[Required work]
Update the records below by replacing "vertices" with "corner points" and changing nothing else. Leave the pictures out of the reproduced records.

═════ Data excerpts ═════

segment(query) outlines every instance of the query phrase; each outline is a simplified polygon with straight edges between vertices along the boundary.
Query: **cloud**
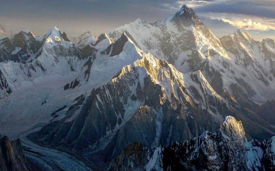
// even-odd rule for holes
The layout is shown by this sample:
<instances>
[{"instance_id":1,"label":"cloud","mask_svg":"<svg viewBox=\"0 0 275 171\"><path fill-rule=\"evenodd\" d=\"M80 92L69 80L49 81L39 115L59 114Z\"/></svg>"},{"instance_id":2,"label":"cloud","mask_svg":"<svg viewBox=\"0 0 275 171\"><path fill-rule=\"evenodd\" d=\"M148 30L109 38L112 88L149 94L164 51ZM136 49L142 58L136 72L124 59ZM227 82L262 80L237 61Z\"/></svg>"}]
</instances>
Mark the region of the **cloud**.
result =
<instances>
[{"instance_id":1,"label":"cloud","mask_svg":"<svg viewBox=\"0 0 275 171\"><path fill-rule=\"evenodd\" d=\"M241 19L236 18L221 18L225 22L239 29L245 30L257 30L266 31L270 29L275 29L275 27L271 25L264 24L259 22L252 21L251 19Z\"/></svg>"},{"instance_id":2,"label":"cloud","mask_svg":"<svg viewBox=\"0 0 275 171\"><path fill-rule=\"evenodd\" d=\"M274 19L275 3L271 0L220 0L196 8L200 12L242 14Z\"/></svg>"},{"instance_id":3,"label":"cloud","mask_svg":"<svg viewBox=\"0 0 275 171\"><path fill-rule=\"evenodd\" d=\"M171 1L170 3L165 3L161 5L171 9L178 9L184 4L186 4L191 8L196 8L213 3L215 0L178 0Z\"/></svg>"}]
</instances>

═════

[Full solution]
segment(query) outlines every instance of the query phrase; each outline is a simplified polygon with straight edges between corner points along the boundary.
Query: **cloud**
// even-odd rule for holes
The layout is shown by this sample:
<instances>
[{"instance_id":1,"label":"cloud","mask_svg":"<svg viewBox=\"0 0 275 171\"><path fill-rule=\"evenodd\" d=\"M80 92L69 80L49 81L39 115L59 114Z\"/></svg>"},{"instance_id":2,"label":"cloud","mask_svg":"<svg viewBox=\"0 0 275 171\"><path fill-rule=\"evenodd\" d=\"M148 30L109 38L112 88L149 94L164 51ZM136 49L142 58L136 72L124 59ZM227 82L262 80L237 61Z\"/></svg>"}]
</instances>
Mark the region of the **cloud**.
result =
<instances>
[{"instance_id":1,"label":"cloud","mask_svg":"<svg viewBox=\"0 0 275 171\"><path fill-rule=\"evenodd\" d=\"M241 19L236 18L221 18L225 22L239 29L245 30L257 30L266 31L270 29L275 29L275 27L271 25L264 24L259 22L252 21L251 19Z\"/></svg>"},{"instance_id":2,"label":"cloud","mask_svg":"<svg viewBox=\"0 0 275 171\"><path fill-rule=\"evenodd\" d=\"M274 19L275 3L271 0L220 0L196 8L200 12L242 14Z\"/></svg>"},{"instance_id":3,"label":"cloud","mask_svg":"<svg viewBox=\"0 0 275 171\"><path fill-rule=\"evenodd\" d=\"M171 1L170 3L165 3L161 5L171 9L178 9L184 4L186 4L191 8L196 8L213 3L215 0L178 0Z\"/></svg>"}]
</instances>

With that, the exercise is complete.